Work to be completed: Go to the line that contains "the foal in" in the records below and repeat it, and each line after it, exactly through the end, omitting pictures.

Raw data:
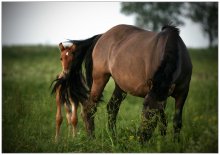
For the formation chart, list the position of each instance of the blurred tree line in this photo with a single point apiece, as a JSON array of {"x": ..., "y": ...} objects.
[{"x": 153, "y": 15}]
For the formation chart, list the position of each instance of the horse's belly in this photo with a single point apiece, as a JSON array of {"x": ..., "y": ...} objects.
[{"x": 132, "y": 84}]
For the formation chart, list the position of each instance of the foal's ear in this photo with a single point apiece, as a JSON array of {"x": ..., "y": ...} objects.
[{"x": 61, "y": 47}]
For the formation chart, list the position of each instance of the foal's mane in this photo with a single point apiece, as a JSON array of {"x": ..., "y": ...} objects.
[{"x": 77, "y": 84}]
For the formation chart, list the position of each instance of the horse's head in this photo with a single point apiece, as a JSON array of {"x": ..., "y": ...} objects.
[{"x": 66, "y": 57}]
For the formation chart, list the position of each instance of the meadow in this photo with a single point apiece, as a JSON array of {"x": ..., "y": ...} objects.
[{"x": 28, "y": 109}]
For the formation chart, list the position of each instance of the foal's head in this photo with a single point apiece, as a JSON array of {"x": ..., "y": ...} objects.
[{"x": 66, "y": 57}]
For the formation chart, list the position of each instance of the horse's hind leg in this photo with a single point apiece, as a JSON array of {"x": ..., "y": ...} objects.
[
  {"x": 163, "y": 120},
  {"x": 89, "y": 108},
  {"x": 179, "y": 103},
  {"x": 113, "y": 106},
  {"x": 59, "y": 117},
  {"x": 150, "y": 115}
]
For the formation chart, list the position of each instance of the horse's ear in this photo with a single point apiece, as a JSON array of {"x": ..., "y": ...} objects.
[
  {"x": 72, "y": 47},
  {"x": 61, "y": 47}
]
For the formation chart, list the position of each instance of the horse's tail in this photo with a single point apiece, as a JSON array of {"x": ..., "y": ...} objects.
[
  {"x": 78, "y": 87},
  {"x": 163, "y": 77}
]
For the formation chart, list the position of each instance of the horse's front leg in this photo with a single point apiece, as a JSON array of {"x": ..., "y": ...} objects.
[
  {"x": 163, "y": 120},
  {"x": 177, "y": 120},
  {"x": 113, "y": 106},
  {"x": 90, "y": 108}
]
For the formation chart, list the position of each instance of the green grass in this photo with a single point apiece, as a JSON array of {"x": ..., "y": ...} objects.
[{"x": 28, "y": 109}]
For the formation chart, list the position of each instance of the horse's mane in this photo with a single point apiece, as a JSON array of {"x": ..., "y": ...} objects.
[
  {"x": 74, "y": 84},
  {"x": 163, "y": 77}
]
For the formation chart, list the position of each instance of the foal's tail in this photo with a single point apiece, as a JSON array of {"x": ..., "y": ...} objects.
[{"x": 163, "y": 78}]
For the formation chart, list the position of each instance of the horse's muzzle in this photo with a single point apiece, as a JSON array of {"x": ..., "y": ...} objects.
[{"x": 64, "y": 74}]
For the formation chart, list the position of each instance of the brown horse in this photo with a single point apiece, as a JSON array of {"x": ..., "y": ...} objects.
[
  {"x": 145, "y": 64},
  {"x": 64, "y": 85}
]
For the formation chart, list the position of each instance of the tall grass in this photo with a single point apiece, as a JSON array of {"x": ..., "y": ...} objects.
[{"x": 28, "y": 109}]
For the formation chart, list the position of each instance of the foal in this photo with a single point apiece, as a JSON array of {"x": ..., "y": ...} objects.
[
  {"x": 70, "y": 106},
  {"x": 70, "y": 87}
]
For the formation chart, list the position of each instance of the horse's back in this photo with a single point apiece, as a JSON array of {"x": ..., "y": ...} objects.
[{"x": 129, "y": 54}]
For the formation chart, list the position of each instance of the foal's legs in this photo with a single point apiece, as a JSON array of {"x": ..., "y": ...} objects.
[
  {"x": 74, "y": 118},
  {"x": 71, "y": 115},
  {"x": 113, "y": 106},
  {"x": 89, "y": 108},
  {"x": 68, "y": 117},
  {"x": 177, "y": 121},
  {"x": 59, "y": 117}
]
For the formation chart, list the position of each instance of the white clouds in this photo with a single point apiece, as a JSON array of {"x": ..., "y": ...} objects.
[{"x": 52, "y": 22}]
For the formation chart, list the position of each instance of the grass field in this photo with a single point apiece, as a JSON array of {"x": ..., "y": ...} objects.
[{"x": 28, "y": 109}]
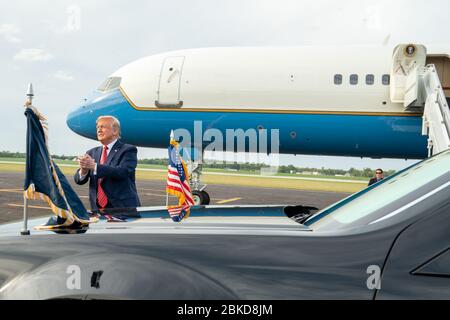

Result:
For the formation chart, list the position of each instance of the foal in this photo with a single point apiece, as a JSON array of {"x": ..., "y": ...} objects.
[
  {"x": 70, "y": 106},
  {"x": 70, "y": 87}
]
For the formation chart, list the position of each instance of the horse's back in this photo with a single point apiece, as a JSON array of {"x": ..., "y": ...} objects.
[{"x": 129, "y": 54}]
For the formation chart, list the position of each instance of the foal's legs in this photo with a single point apiece, as a JSON array of {"x": ..., "y": ...} objects.
[
  {"x": 74, "y": 118},
  {"x": 71, "y": 115},
  {"x": 113, "y": 106},
  {"x": 89, "y": 108},
  {"x": 68, "y": 117},
  {"x": 177, "y": 121},
  {"x": 59, "y": 117}
]
For the formation chart, list the position of each instance of the white clouds in this photo with a single point apiece, as a JSON array of {"x": ..., "y": ...} objects.
[{"x": 52, "y": 22}]
For the formation chart, list the position of each instance of the grass field in this photo with a single point apiece, as a JSON array of {"x": ..., "y": ...} objects.
[{"x": 28, "y": 109}]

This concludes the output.